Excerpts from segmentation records
####################

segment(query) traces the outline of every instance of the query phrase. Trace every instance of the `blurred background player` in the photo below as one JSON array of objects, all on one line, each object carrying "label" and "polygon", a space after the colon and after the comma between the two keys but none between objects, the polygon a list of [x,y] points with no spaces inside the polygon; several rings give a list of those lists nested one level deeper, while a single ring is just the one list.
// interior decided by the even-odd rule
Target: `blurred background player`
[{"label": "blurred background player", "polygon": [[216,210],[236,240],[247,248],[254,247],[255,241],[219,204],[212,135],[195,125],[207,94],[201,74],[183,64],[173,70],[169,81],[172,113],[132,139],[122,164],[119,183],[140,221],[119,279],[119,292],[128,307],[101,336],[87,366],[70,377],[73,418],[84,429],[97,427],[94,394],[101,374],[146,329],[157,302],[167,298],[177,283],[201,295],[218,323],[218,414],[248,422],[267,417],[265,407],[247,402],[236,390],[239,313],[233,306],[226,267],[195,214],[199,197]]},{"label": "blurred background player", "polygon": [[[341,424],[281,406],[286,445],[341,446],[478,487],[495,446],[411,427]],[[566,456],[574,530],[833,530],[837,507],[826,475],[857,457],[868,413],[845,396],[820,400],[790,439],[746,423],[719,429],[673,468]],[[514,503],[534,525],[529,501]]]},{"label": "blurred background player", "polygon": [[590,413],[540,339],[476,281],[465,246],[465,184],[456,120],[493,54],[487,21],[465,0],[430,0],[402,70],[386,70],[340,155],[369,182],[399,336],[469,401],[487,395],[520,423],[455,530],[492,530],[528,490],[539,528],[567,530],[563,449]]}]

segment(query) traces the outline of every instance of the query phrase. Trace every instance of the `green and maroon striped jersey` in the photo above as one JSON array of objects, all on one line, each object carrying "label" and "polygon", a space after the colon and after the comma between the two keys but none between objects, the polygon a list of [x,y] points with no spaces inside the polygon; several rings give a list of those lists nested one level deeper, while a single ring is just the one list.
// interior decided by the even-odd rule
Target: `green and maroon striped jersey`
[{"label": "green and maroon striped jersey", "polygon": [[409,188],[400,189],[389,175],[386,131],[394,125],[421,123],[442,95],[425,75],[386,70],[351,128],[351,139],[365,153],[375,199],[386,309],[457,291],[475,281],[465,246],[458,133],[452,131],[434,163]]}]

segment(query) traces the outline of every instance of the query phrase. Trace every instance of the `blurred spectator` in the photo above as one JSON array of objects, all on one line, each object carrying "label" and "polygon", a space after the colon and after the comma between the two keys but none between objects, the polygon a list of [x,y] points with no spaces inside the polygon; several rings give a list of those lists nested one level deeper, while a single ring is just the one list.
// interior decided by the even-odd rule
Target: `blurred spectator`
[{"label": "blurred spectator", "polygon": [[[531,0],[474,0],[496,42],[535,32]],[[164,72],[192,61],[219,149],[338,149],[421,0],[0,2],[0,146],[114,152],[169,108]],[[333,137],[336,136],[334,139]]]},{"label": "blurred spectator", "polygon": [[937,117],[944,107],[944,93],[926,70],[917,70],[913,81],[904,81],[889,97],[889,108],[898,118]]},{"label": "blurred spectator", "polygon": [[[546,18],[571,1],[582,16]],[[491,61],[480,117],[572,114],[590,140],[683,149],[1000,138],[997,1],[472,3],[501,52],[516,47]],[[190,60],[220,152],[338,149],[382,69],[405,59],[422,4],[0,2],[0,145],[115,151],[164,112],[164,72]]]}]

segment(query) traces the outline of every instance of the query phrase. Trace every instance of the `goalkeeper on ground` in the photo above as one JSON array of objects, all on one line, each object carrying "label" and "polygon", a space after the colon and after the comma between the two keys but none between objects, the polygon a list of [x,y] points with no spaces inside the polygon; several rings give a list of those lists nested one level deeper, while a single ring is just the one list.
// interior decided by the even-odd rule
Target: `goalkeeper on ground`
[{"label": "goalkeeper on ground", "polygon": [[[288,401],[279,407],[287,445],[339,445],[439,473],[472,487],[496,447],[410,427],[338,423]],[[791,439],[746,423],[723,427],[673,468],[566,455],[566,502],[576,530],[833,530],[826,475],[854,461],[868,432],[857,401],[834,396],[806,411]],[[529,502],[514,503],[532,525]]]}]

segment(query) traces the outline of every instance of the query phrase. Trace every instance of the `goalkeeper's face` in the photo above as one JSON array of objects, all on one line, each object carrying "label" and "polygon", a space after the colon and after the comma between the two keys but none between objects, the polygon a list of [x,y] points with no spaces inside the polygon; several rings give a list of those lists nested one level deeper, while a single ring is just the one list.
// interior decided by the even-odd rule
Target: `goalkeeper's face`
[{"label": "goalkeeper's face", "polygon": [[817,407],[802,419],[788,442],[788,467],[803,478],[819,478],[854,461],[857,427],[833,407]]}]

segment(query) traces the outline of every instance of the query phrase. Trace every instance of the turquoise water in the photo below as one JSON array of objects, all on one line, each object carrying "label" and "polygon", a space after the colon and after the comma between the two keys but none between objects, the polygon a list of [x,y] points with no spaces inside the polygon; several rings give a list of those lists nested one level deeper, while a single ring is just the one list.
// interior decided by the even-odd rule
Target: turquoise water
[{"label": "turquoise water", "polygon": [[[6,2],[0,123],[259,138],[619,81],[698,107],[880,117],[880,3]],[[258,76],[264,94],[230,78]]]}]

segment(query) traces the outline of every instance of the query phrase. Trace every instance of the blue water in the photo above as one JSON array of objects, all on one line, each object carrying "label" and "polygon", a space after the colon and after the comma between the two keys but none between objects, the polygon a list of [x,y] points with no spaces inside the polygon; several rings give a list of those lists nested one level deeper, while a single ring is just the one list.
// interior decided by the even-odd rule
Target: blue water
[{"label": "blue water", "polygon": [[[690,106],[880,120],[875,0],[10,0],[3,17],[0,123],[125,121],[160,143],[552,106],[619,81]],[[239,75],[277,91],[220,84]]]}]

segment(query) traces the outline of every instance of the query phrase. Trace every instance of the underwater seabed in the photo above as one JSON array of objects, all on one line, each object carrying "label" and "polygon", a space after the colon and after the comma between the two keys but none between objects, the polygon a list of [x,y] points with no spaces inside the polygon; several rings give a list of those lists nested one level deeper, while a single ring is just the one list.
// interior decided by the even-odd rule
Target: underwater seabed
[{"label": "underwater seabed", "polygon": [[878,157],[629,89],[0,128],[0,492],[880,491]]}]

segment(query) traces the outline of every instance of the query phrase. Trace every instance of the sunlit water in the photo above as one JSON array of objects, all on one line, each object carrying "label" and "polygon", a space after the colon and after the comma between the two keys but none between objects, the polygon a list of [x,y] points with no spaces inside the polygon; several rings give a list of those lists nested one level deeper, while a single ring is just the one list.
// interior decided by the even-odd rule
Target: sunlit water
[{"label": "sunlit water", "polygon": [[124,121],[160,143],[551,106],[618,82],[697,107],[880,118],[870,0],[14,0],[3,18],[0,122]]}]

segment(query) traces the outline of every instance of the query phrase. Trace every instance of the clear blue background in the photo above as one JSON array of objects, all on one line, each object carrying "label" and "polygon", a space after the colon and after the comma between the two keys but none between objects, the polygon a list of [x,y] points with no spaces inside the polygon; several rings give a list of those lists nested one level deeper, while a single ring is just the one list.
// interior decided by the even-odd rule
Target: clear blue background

####################

- **Instructions to follow**
How many lines in the records above contain the string "sunlit"? Case counts. Reply with the number alone.

- **Reply**
3